» **Task statement**:
Will you transcribe the material below word for word, from the line containing "Note: for every instance of the window" through the final line, both ends included?

Extracted data entries:
+++

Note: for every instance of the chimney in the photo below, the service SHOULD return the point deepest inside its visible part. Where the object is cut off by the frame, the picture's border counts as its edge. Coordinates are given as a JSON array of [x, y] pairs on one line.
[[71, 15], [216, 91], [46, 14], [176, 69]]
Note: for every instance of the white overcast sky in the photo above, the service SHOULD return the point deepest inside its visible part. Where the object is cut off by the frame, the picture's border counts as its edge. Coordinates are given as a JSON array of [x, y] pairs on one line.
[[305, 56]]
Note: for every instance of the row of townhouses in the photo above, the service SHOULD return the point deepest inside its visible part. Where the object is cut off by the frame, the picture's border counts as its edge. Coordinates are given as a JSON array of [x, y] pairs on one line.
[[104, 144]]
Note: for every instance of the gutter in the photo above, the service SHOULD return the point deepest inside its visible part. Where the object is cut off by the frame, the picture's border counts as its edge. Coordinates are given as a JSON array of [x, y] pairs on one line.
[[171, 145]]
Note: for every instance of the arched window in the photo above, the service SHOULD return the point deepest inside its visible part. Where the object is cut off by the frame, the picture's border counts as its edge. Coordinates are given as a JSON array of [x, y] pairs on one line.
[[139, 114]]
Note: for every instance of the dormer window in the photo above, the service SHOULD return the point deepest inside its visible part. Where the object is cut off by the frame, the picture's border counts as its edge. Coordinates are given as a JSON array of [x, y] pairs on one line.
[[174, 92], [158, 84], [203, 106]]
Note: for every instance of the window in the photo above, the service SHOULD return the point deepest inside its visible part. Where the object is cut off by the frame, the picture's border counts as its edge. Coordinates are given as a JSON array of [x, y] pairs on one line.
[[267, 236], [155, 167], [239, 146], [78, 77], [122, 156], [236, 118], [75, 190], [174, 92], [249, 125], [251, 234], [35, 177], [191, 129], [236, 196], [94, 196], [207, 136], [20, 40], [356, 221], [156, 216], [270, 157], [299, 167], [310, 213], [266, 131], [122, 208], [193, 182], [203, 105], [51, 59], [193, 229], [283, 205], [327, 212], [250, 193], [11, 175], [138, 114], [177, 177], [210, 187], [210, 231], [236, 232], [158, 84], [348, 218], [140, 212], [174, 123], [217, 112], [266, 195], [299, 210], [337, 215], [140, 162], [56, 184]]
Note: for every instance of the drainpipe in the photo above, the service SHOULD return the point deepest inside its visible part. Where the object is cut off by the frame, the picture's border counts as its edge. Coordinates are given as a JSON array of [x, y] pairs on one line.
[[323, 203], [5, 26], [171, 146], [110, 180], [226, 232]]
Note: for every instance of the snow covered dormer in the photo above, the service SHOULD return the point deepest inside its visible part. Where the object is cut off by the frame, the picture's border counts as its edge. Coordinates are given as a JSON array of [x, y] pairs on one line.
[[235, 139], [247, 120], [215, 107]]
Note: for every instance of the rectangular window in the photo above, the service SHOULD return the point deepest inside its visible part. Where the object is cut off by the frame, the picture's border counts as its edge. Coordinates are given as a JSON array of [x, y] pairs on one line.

+++

» **Written answer**:
Note: for every instance of the window in the photo above, the service SHOULD return the point deepest inside its visible part. Where the object is cut off by the frame, the picture's border counts as its edge. Coordinates are given as a JSON array of [x, y] pairs on one line.
[[267, 236], [155, 167], [239, 146], [78, 77], [122, 156], [236, 118], [75, 190], [174, 92], [249, 125], [251, 234], [35, 177], [191, 129], [236, 196], [94, 196], [207, 136], [20, 40], [356, 221], [156, 216], [270, 157], [299, 167], [310, 213], [266, 131], [122, 208], [193, 182], [203, 105], [51, 59], [193, 229], [283, 205], [327, 212], [250, 193], [11, 175], [138, 114], [177, 177], [210, 187], [210, 231], [236, 232], [158, 84], [348, 218], [140, 212], [174, 123], [217, 112], [266, 195], [299, 210], [337, 215], [140, 162], [56, 184]]
Note: for every instance of the drainpipe in the photo above, the service SHOULD return the point deepest inside its visible part. Where the object is cut off by the frame, the picture's border counts as its edge. Coordinates are given as a JSON array of [x, y] pairs on one line.
[[323, 203], [5, 26], [171, 146], [110, 180], [226, 232]]
Note: for every instance of the snow covered dormer in the photo above, the service SHOULD return the point deepest inside its visible part. Where the object is cut off by the frame, the picture's border counts as its edge. Coordinates are given as a JSON array of [x, y] pairs on one line.
[[235, 139], [247, 120], [215, 107]]
Note: for every instance of the rectangular window in the photo above, the service SHOULD return the point deepest inside its visible part. Where the object is cut off by the frame, the picture's border counts as its edge. Coordinates are given as a JSON array of [x, y] pairs on one line.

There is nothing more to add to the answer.